Please extend the passage about the halmonis and their lawsuit over the book, starting right after its last sentence. The data below it is separate from the passage.

» **Passage for review**:
******************************
Then we read this book to halmonis. Halmonis cannot read books on their own, so we read the book for them many, many times. Once the book was read to them, halmonis said: “Why does the book say we were prostitutes, even though we were victims?” “What does it mean that we provided mental and physical comfort to the Japanese military?” “We cannot understand why the book says that we were comrades, wives and collaborators of the Japanese military. This is a violation of human rights.”
Since the halmonis were so angry I thought I should not leave things there. Although some of the halmonis have families, there are not many people who can help with legal procedures, and lawsuits cost money, too; so it was decided to start a lawsuit with the help of the House of Nanum. Hanyang University Law School, where the aforementioned Park Sun-ah teaches, was to bear the cost of lawsuit.
******************************
(Stored records)
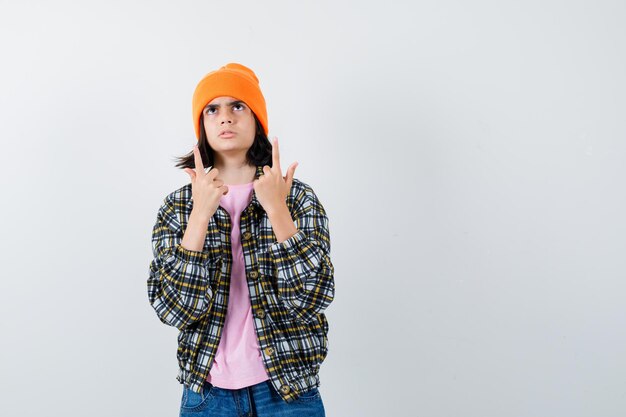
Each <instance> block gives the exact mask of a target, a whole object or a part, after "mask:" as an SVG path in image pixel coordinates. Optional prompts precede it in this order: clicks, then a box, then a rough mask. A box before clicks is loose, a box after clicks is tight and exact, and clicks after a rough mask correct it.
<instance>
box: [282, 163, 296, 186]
mask: <svg viewBox="0 0 626 417" xmlns="http://www.w3.org/2000/svg"><path fill="white" fill-rule="evenodd" d="M297 166H298V163H297V162H294V163H293V164H291V165H290V166H289V168H287V175H285V177H284V179H285V181H286V182H287V183H288V184H289V185H290V186H291V182H292V181H293V174H294V173H295V172H296V167H297Z"/></svg>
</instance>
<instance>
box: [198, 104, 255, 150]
mask: <svg viewBox="0 0 626 417" xmlns="http://www.w3.org/2000/svg"><path fill="white" fill-rule="evenodd" d="M201 117H203V118H204V131H205V133H206V136H207V140H208V142H209V146H210V147H211V148H212V149H213V150H214V151H215V153H216V154H218V155H227V154H228V155H229V156H233V155H236V154H237V153H243V155H244V156H245V154H246V152H247V151H248V149H249V148H250V146H252V143H253V142H254V136H255V133H256V124H255V121H254V116H253V114H252V110H250V108H249V107H248V105H247V104H246V103H244V102H243V101H241V100H239V99H236V98H234V97H230V96H221V97H216V98H214V99H213V100H211V101H210V102H209V103H208V104H207V105H206V106H205V107H204V110H203V111H202V116H201ZM223 131H229V132H230V133H226V134H222V132H223Z"/></svg>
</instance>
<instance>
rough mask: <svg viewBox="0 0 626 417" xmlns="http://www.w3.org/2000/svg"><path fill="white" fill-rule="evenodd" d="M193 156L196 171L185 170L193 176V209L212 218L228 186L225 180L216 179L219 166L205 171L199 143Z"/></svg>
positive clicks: (197, 145)
mask: <svg viewBox="0 0 626 417" xmlns="http://www.w3.org/2000/svg"><path fill="white" fill-rule="evenodd" d="M193 156H194V163H195V165H196V168H195V171H194V170H193V169H191V168H185V172H186V173H187V174H189V176H190V177H191V194H192V198H193V209H192V211H193V212H196V213H198V215H201V216H202V217H204V218H206V219H210V218H211V217H213V214H215V211H216V210H217V207H218V206H219V204H220V198H221V197H222V196H223V195H224V194H226V193H228V186H226V185H224V181H222V180H218V179H215V177H217V174H218V170H217V168H211V169H210V170H209V172H204V165H203V163H202V157H201V156H200V149H198V145H195V146H194V147H193Z"/></svg>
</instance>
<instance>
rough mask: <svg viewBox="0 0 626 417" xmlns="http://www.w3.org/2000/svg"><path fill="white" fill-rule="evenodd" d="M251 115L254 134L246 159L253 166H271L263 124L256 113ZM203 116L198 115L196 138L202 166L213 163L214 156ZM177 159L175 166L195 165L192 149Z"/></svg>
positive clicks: (213, 153)
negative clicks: (186, 154)
mask: <svg viewBox="0 0 626 417" xmlns="http://www.w3.org/2000/svg"><path fill="white" fill-rule="evenodd" d="M252 116H254V121H255V123H256V133H255V135H254V142H252V146H250V149H248V152H247V153H246V161H247V162H248V164H250V165H254V166H263V165H268V166H270V167H271V166H272V144H271V143H270V141H269V140H268V139H267V135H266V134H265V130H263V125H262V124H261V122H260V121H259V119H258V118H257V117H256V114H254V112H252ZM203 119H204V118H203V117H202V116H200V139H198V149H199V150H200V156H201V157H202V163H203V165H204V167H205V168H206V167H209V166H213V164H214V163H215V156H214V151H213V149H212V148H211V147H210V146H209V141H208V140H207V137H206V132H205V131H204V120H203ZM176 160H177V161H178V162H177V163H176V168H180V169H184V168H194V169H195V167H196V163H195V160H194V157H193V150H192V151H191V152H189V153H188V154H187V155H184V156H179V157H176Z"/></svg>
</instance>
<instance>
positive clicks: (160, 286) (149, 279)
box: [148, 196, 216, 330]
mask: <svg viewBox="0 0 626 417" xmlns="http://www.w3.org/2000/svg"><path fill="white" fill-rule="evenodd" d="M183 235H184V230H183V228H182V226H181V223H180V221H179V219H178V215H177V213H176V211H175V209H174V204H173V202H172V201H170V199H169V196H168V197H166V198H165V200H164V204H163V205H162V206H161V207H160V208H159V211H158V214H157V220H156V223H155V225H154V227H153V229H152V252H153V255H154V259H153V260H152V261H151V262H150V274H149V278H148V298H149V300H150V305H152V307H153V308H154V310H155V311H156V313H157V315H158V316H159V319H160V320H161V321H162V322H163V323H165V324H167V325H170V326H174V327H176V328H178V329H180V330H182V329H183V328H185V327H187V326H189V325H190V324H193V323H194V322H196V321H197V320H199V319H201V318H202V316H203V315H205V314H206V313H207V312H208V310H209V309H208V308H207V307H208V306H209V304H210V302H211V301H212V299H213V290H212V289H211V286H210V285H209V281H210V279H211V275H215V274H216V269H215V268H209V265H207V263H208V261H210V260H209V254H208V253H207V252H200V251H193V250H188V249H186V248H184V247H183V246H181V244H180V242H181V241H182V238H183Z"/></svg>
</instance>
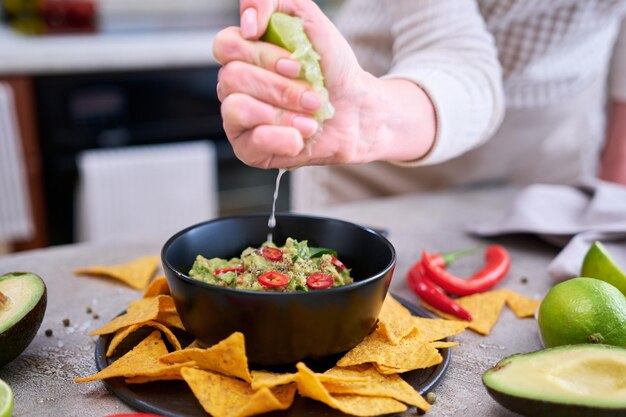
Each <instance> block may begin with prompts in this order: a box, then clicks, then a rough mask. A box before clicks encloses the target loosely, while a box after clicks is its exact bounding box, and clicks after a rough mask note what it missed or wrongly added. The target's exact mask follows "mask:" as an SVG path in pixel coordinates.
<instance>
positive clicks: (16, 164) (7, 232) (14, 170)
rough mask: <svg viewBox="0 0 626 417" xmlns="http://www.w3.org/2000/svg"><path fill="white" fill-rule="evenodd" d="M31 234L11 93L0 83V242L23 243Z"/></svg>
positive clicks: (21, 152)
mask: <svg viewBox="0 0 626 417" xmlns="http://www.w3.org/2000/svg"><path fill="white" fill-rule="evenodd" d="M34 231H35V229H34V224H33V219H32V212H31V204H30V198H29V194H28V182H27V179H26V167H25V161H24V157H23V152H22V140H21V137H20V130H19V126H18V121H17V113H16V110H15V101H14V97H13V91H12V90H11V87H10V86H9V85H7V84H5V83H0V240H3V241H8V242H11V241H19V240H25V239H28V238H30V237H32V235H33V233H34Z"/></svg>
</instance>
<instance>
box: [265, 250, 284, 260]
mask: <svg viewBox="0 0 626 417" xmlns="http://www.w3.org/2000/svg"><path fill="white" fill-rule="evenodd" d="M261 255H263V257H264V258H265V259H267V260H270V261H282V260H283V251H281V250H280V249H278V248H270V247H264V248H262V249H261Z"/></svg>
******************************
» **Reply**:
At first we thought we would just apply for a provisional disposition to ban the publication. This is because in Korea, too, the freedom of expression in relation to publishing is strictly protected; so we were only going to seek a provisional disposition to ban the publication. Even if we wanted to sue for defamation, usually defamation does not lead to a criminal charge in Korea. But even after this, Professor Park lied about her relationship with the halmonis. As I listened to her lies I decided this is no good and that unless we take all possible legal steps we cannot stop Professor Park.
So we started three lawsuits simultaneously: first, a provisional injunction to ban the publication and a restraining order to stop her from contacting halmonis; second, a civil lawsuit for defaming halmonis, with a demand for compensation; and third, a criminal complaint for defamation. We started all of them on the 17th June 2014.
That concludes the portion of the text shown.